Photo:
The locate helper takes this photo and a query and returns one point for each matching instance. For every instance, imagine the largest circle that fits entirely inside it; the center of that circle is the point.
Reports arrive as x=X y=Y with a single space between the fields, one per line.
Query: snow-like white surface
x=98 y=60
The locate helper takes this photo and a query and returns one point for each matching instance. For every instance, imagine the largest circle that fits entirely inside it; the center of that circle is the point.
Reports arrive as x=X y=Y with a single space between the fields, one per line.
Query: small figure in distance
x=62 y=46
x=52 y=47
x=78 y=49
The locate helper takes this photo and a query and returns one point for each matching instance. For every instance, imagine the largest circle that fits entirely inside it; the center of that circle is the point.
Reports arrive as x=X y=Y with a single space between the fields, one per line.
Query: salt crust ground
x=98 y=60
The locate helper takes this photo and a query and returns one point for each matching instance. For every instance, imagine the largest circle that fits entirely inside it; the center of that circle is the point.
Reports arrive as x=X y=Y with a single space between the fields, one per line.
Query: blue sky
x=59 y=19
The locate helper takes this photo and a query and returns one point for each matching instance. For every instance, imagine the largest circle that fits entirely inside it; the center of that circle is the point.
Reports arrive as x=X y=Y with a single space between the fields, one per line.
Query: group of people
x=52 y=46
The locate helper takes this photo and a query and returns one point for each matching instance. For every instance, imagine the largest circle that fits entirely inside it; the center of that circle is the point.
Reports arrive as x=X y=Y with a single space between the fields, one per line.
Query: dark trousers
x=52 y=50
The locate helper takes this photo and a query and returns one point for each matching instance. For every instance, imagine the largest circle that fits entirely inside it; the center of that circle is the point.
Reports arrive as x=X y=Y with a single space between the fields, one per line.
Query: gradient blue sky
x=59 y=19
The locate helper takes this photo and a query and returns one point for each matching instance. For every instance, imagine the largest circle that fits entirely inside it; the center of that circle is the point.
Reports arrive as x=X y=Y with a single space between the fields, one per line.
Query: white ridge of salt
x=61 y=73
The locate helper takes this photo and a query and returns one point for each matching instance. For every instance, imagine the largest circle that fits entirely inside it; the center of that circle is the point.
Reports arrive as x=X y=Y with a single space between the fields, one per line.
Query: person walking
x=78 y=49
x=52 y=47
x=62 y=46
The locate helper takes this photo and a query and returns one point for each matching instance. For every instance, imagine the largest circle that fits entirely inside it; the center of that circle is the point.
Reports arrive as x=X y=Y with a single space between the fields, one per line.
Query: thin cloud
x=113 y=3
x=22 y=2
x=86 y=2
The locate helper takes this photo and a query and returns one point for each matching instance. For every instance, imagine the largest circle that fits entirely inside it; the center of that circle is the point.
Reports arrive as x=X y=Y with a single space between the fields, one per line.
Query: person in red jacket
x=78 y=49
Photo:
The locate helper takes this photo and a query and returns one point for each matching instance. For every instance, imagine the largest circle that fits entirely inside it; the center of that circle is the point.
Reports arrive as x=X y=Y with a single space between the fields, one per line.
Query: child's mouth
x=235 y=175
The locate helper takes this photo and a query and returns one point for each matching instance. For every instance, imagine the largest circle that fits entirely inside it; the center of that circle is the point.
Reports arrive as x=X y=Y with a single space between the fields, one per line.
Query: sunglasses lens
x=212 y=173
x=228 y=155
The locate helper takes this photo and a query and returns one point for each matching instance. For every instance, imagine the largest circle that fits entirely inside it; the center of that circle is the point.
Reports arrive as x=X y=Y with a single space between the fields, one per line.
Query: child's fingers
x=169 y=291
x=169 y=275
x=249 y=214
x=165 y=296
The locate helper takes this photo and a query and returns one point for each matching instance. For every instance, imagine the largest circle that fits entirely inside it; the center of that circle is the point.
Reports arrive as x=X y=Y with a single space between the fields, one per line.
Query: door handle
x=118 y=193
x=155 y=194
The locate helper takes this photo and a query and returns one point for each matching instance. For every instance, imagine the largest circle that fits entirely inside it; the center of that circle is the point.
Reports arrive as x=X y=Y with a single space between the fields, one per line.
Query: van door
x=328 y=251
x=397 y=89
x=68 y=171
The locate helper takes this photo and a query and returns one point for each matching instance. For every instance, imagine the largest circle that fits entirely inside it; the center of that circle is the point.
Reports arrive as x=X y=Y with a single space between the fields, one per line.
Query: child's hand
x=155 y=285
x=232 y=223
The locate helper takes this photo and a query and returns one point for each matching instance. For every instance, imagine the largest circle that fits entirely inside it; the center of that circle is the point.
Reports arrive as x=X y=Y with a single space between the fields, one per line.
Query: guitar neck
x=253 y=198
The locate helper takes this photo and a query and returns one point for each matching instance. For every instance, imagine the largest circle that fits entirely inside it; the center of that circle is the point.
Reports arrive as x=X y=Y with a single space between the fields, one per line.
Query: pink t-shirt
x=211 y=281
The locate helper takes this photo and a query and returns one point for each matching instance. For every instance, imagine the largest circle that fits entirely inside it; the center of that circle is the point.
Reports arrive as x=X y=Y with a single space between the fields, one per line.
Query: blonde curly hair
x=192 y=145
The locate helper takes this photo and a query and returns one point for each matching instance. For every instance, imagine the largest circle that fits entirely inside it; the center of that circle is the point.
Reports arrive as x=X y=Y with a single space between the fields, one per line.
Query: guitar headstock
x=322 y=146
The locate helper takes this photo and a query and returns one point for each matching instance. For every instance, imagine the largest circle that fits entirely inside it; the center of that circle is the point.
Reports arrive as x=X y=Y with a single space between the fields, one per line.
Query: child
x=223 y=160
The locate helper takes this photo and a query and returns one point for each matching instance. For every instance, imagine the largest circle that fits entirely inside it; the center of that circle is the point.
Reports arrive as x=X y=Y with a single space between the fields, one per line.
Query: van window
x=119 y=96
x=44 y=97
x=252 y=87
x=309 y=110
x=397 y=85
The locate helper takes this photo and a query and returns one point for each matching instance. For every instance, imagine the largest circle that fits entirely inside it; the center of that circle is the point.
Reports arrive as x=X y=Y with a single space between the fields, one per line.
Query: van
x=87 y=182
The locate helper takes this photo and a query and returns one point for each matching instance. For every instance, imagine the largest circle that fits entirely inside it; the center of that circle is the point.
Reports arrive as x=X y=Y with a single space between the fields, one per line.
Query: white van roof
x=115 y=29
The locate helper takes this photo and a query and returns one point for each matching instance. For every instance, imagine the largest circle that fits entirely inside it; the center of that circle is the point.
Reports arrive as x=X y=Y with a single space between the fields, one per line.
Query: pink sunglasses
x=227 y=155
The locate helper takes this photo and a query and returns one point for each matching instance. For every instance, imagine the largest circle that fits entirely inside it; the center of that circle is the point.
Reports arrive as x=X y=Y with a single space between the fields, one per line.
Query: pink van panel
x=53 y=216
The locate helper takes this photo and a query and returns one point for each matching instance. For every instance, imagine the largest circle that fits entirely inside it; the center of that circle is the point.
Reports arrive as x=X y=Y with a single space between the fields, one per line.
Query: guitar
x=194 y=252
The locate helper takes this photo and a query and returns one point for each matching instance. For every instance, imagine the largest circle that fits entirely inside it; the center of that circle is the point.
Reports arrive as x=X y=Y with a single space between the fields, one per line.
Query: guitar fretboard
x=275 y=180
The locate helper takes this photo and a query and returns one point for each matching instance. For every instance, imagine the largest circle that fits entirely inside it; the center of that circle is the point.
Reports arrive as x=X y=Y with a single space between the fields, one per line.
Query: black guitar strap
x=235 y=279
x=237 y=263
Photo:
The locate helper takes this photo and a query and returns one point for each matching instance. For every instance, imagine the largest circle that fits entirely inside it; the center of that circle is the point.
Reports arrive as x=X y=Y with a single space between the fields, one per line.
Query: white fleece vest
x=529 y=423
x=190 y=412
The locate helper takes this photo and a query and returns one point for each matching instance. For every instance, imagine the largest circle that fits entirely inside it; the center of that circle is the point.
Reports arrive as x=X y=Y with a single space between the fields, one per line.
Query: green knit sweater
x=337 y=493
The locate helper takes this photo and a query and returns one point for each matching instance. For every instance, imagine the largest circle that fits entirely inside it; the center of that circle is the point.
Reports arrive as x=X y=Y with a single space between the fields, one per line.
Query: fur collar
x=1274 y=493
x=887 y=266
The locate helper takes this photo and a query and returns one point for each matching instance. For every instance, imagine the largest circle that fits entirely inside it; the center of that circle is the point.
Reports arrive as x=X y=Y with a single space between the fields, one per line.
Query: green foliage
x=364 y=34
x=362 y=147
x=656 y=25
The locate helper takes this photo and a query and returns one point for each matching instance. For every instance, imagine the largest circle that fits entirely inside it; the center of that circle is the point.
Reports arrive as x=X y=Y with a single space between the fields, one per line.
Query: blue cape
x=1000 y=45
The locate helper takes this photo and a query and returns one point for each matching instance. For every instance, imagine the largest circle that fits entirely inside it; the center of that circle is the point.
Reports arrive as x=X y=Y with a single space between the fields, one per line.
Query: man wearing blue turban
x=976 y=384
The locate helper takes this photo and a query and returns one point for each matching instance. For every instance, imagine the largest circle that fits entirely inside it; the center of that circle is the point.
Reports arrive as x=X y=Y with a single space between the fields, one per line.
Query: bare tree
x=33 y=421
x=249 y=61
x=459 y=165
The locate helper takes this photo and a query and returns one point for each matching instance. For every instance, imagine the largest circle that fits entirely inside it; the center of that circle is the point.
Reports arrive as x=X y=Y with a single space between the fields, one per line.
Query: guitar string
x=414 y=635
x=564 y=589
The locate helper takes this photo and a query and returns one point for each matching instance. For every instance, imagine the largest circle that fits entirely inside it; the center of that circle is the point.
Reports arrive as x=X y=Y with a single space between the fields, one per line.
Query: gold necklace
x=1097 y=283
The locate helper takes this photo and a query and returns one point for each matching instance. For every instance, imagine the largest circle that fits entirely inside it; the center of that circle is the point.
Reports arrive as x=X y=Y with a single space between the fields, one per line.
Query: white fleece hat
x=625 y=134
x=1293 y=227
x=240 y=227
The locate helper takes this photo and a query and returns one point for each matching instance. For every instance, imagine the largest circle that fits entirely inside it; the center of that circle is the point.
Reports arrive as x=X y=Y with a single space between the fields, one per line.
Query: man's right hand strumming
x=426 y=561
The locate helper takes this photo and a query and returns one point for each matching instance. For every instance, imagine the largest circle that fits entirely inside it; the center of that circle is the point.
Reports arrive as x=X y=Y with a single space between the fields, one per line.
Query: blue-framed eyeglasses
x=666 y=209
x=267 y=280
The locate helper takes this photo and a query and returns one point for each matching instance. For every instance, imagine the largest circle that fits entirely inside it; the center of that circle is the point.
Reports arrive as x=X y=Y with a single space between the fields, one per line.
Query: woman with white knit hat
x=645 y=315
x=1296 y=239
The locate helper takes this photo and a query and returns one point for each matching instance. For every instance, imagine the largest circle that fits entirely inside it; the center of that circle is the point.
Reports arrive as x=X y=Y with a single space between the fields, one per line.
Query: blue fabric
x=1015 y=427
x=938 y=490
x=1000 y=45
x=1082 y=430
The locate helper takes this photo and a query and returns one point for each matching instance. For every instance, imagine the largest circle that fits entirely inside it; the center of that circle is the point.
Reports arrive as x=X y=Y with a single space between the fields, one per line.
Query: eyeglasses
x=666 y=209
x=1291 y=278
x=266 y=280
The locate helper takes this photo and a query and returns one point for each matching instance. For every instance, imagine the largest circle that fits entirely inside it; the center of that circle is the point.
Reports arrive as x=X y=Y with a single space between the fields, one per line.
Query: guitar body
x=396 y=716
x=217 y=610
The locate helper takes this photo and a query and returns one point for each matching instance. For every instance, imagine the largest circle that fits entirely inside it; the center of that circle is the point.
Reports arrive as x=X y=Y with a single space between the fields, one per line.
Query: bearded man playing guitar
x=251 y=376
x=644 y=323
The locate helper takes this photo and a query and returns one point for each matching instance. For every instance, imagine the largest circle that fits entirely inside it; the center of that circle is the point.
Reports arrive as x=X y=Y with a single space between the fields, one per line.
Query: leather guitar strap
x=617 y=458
○ ○ ○ ○
State how many lines of the material above contain the word "fleece", counting only exact case matches, and reply with the number alone.

=== TASK RESULT ===
2